Source records
*-*-*
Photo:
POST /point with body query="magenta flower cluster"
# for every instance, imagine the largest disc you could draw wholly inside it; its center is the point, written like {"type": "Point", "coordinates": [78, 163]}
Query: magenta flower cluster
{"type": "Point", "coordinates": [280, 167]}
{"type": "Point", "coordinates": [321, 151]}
*-*-*
> _What you need to do_:
Rewrite the listing above with every "magenta flower cluster" changed to "pink blossom cluster", leaving everything else as it is.

> _The solution_:
Photo:
POST /point with body query="pink blossom cluster"
# for every instance, imagine the largest disc you could draw wholly inside it; its center is the point, written like {"type": "Point", "coordinates": [78, 163]}
Query: pink blossom cluster
{"type": "Point", "coordinates": [280, 167]}
{"type": "Point", "coordinates": [321, 151]}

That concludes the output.